### RECORDS PROVIDED
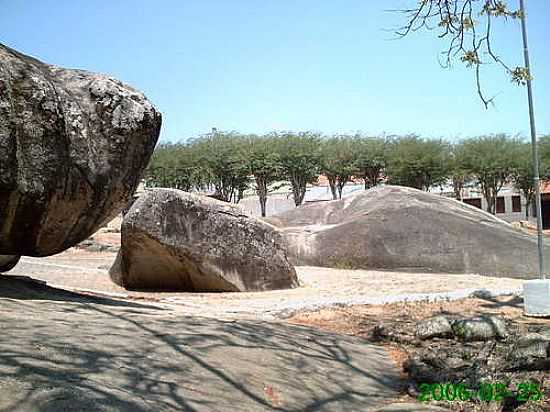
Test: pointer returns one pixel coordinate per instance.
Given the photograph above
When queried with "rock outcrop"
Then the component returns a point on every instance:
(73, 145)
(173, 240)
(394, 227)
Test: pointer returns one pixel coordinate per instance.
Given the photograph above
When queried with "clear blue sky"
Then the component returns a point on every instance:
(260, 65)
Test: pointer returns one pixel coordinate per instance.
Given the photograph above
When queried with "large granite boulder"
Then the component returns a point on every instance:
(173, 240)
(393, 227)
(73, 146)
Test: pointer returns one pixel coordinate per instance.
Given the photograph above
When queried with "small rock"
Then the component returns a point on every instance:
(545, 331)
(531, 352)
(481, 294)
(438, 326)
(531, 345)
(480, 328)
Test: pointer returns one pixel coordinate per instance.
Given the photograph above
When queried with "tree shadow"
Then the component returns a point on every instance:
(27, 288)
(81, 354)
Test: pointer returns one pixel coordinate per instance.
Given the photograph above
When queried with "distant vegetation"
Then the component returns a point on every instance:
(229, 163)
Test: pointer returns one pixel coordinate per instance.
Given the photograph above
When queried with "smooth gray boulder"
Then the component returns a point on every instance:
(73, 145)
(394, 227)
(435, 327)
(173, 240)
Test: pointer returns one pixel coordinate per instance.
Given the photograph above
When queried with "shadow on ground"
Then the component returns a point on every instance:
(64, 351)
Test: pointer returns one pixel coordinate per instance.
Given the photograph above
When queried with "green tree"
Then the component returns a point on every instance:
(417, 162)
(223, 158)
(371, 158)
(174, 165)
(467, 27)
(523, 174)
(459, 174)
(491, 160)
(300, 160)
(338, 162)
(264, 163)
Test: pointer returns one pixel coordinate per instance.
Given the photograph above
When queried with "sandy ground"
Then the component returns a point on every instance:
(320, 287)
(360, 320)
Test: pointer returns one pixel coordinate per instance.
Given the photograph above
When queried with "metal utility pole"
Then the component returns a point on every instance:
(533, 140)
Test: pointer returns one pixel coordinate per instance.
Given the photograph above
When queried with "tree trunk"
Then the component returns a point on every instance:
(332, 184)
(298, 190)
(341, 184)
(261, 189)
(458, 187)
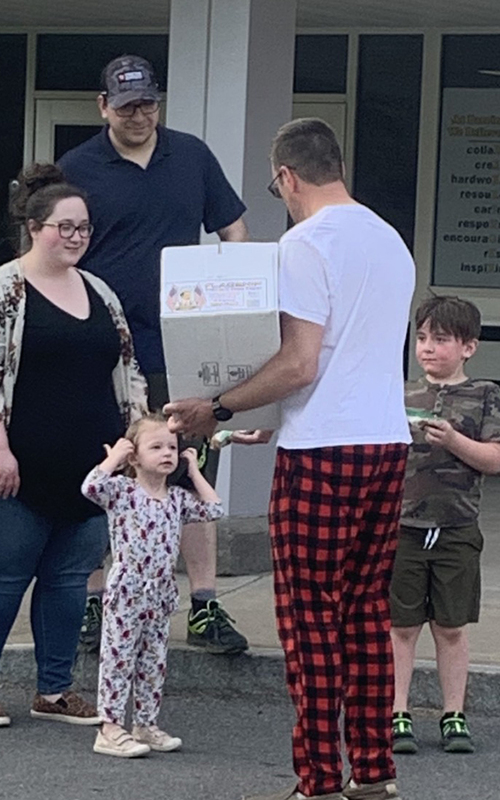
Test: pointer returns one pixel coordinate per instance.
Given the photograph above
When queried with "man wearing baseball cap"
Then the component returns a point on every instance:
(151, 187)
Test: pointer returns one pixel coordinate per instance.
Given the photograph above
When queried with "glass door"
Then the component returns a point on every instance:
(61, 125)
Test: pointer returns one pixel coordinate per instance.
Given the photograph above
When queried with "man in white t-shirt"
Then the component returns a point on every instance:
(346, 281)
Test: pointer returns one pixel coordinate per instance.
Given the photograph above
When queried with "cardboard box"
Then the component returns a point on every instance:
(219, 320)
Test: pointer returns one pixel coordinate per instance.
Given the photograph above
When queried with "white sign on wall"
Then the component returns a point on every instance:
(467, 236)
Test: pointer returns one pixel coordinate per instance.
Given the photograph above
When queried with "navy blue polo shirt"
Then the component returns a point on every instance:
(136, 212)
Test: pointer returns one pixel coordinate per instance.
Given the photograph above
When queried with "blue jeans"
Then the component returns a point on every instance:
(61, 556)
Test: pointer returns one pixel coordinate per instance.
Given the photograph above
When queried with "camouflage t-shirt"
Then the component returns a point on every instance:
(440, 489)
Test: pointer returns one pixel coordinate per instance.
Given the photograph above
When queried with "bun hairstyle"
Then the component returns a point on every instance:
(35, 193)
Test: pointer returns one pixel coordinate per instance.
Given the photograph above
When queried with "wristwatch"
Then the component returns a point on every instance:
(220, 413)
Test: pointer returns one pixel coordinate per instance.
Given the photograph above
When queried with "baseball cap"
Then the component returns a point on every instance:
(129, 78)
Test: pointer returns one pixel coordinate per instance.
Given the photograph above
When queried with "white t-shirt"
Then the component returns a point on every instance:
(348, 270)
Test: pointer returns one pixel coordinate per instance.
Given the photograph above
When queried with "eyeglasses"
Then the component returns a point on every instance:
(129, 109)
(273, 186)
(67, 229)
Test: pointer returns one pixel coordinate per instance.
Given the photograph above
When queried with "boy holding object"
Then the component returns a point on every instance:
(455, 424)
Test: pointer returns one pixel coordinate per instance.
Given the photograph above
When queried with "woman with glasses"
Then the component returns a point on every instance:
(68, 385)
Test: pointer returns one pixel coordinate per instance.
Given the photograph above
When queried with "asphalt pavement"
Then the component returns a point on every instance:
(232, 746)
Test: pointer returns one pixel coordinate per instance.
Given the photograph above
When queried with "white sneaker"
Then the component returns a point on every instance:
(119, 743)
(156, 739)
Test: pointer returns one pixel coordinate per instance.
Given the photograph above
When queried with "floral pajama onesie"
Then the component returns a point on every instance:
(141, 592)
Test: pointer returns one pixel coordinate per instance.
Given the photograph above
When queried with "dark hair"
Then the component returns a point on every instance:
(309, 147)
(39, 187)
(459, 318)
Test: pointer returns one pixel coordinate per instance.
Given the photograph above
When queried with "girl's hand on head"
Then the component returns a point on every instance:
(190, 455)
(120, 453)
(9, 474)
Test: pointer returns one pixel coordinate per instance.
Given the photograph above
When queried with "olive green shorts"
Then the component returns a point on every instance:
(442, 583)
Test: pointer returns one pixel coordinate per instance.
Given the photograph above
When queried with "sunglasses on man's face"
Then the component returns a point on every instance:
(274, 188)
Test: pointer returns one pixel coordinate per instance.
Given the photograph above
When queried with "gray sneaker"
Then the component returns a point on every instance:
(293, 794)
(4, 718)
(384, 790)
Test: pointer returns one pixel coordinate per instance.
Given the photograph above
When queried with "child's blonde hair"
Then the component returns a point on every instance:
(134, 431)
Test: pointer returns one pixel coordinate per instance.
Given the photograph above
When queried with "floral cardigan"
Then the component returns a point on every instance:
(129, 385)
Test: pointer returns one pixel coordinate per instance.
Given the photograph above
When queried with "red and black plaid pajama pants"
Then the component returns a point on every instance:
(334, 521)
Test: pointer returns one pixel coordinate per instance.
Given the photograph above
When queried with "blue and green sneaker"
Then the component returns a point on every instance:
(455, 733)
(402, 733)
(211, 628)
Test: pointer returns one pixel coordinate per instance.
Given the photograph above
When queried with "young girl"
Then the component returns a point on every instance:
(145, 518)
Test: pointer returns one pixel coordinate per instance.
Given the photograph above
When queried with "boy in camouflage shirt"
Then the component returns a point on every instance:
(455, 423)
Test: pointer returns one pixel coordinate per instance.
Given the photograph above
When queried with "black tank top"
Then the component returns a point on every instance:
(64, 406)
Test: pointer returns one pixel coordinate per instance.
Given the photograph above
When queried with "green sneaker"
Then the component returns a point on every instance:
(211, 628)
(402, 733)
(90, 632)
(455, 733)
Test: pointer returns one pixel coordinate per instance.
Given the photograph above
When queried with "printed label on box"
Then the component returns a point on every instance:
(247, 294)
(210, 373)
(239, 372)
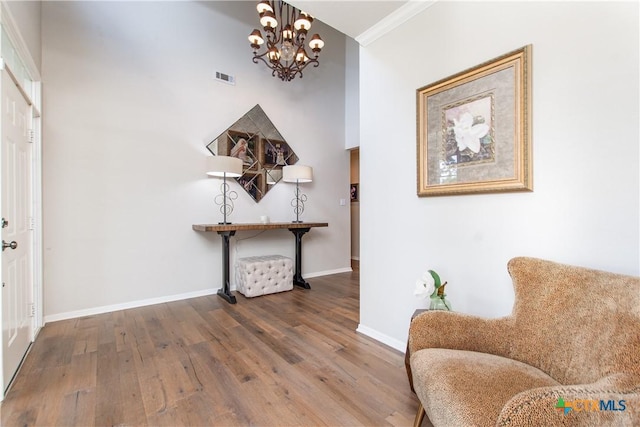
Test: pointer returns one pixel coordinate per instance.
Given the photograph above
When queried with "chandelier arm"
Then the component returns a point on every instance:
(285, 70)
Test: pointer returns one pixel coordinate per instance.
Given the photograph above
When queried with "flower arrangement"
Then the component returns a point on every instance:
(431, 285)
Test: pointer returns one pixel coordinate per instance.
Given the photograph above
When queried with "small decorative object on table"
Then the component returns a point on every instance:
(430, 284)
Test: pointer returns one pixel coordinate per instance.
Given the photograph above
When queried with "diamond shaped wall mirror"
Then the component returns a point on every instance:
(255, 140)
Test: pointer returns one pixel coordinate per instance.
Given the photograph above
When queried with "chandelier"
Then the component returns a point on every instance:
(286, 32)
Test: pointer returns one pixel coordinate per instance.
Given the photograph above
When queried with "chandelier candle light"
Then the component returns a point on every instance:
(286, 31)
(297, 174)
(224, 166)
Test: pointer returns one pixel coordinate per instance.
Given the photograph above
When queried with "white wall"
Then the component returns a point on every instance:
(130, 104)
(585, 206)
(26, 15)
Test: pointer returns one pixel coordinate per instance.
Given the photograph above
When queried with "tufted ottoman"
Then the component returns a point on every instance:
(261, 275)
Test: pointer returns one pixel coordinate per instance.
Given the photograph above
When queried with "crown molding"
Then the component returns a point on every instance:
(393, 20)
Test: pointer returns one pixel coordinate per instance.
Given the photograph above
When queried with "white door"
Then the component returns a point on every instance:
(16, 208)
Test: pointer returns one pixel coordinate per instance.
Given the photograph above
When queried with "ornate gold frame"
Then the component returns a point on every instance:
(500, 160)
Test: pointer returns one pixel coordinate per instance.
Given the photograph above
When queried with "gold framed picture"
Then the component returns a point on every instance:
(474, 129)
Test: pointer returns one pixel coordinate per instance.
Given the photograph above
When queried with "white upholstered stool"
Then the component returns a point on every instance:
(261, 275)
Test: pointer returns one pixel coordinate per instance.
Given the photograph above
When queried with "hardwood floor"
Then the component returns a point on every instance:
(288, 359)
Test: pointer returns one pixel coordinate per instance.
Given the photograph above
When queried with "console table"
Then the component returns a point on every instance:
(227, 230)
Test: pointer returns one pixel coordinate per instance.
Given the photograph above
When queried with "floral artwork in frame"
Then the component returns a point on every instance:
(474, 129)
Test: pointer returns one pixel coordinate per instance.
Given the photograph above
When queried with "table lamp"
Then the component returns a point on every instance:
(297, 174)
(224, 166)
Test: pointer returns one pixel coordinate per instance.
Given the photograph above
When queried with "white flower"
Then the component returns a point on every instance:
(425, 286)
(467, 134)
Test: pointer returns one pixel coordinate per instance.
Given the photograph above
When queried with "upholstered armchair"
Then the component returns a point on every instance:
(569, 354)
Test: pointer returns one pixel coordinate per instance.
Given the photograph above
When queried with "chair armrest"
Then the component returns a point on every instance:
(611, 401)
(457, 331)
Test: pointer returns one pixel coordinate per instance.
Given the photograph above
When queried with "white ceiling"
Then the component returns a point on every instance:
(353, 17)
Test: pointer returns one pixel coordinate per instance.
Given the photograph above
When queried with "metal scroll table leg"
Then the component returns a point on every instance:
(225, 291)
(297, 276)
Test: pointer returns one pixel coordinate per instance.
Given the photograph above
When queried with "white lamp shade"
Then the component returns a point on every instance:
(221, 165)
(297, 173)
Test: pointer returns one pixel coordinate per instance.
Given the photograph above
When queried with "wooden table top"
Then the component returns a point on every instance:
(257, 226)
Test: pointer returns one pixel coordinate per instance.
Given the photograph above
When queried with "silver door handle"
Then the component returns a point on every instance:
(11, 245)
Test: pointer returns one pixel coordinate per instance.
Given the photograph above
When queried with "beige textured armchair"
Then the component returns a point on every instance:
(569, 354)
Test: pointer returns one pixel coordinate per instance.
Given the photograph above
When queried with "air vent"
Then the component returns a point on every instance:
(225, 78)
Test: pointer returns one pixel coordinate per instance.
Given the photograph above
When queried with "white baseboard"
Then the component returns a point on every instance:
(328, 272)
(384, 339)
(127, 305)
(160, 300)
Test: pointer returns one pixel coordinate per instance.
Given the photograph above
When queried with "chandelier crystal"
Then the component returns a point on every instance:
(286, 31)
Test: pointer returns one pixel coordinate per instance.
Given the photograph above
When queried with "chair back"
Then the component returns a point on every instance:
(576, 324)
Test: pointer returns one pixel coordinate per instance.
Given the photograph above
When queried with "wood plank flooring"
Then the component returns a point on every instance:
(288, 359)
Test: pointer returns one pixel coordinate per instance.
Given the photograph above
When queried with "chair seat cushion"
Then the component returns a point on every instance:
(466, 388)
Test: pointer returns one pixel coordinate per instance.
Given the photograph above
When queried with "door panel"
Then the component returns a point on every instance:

### TASK INSTRUCTIONS
Your answer should be one number: the count of lines in the records above that contain "object".

### OUTPUT OF THE EXERCISE
2